(Segmentation dataset lines)
______________________________

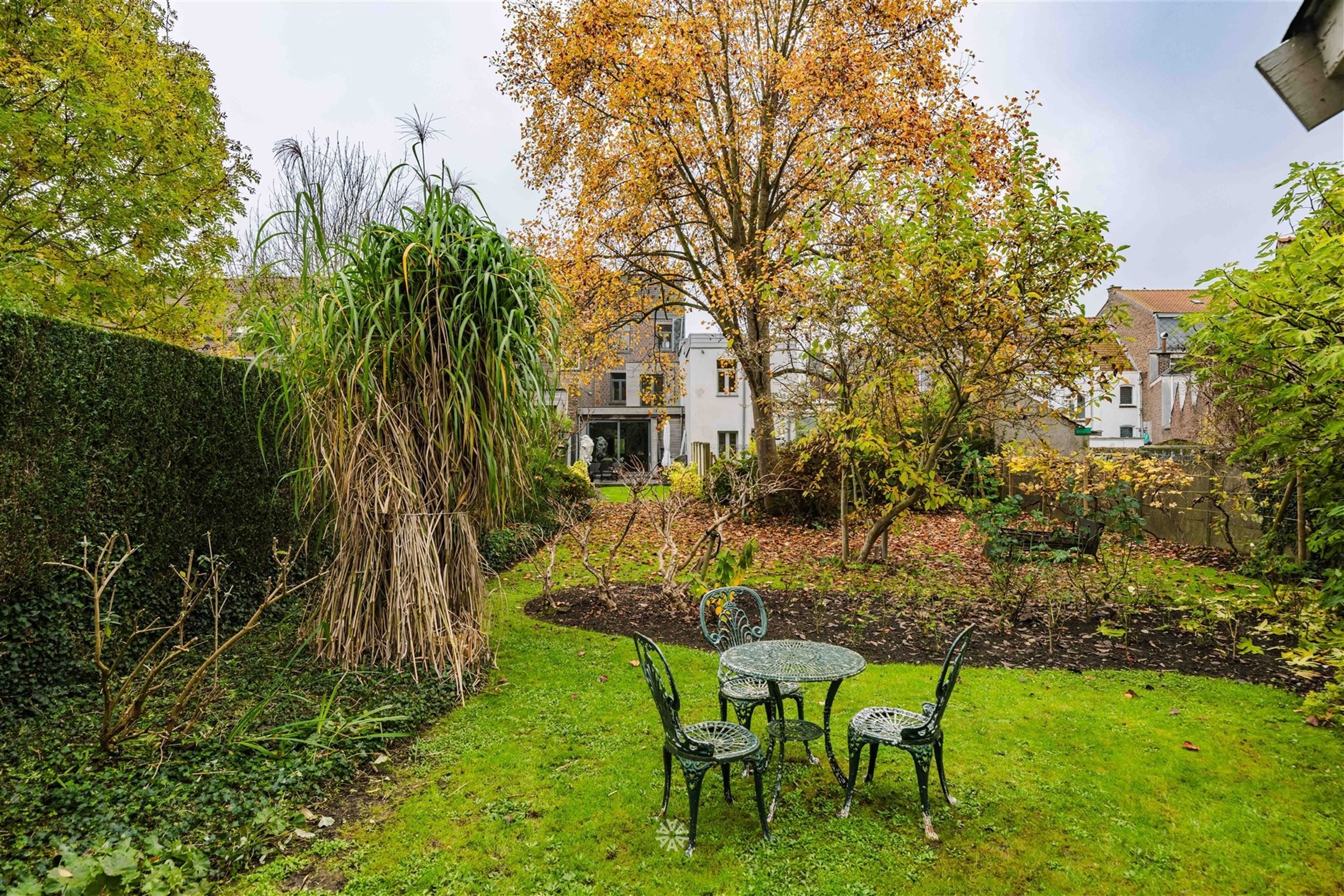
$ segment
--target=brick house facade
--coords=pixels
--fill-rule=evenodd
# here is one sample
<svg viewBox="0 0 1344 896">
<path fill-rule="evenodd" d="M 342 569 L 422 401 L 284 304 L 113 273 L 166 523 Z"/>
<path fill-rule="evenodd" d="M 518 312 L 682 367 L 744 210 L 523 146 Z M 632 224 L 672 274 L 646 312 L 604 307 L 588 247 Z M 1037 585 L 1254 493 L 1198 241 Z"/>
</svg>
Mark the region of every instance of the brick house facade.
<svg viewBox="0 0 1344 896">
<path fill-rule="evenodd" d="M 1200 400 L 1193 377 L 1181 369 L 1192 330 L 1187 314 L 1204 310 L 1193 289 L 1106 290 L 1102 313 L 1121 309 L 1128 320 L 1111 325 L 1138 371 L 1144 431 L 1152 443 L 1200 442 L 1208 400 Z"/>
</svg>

______________________________

#### [What is required]
Change "brick house facade" to "stone house facade" throughout the lines above and write them out again with nothing else altered. Leave the pictures out of your answer.

#### [Output of the exercise]
$ segment
--target=stone house facade
--coords=pixels
--fill-rule=evenodd
# here is one sample
<svg viewBox="0 0 1344 896">
<path fill-rule="evenodd" d="M 342 569 L 422 401 L 284 304 L 113 273 L 166 523 Z"/>
<path fill-rule="evenodd" d="M 518 312 L 682 367 L 744 210 L 523 146 Z M 632 224 L 672 274 L 646 312 L 604 307 L 588 247 Z M 1037 585 L 1254 493 L 1198 241 Z"/>
</svg>
Mark the region of every instance of the stone house facade.
<svg viewBox="0 0 1344 896">
<path fill-rule="evenodd" d="M 1200 400 L 1193 377 L 1181 369 L 1192 330 L 1187 314 L 1204 310 L 1193 289 L 1106 290 L 1102 313 L 1121 309 L 1128 320 L 1111 325 L 1138 371 L 1144 431 L 1152 443 L 1200 442 L 1208 400 Z"/>
</svg>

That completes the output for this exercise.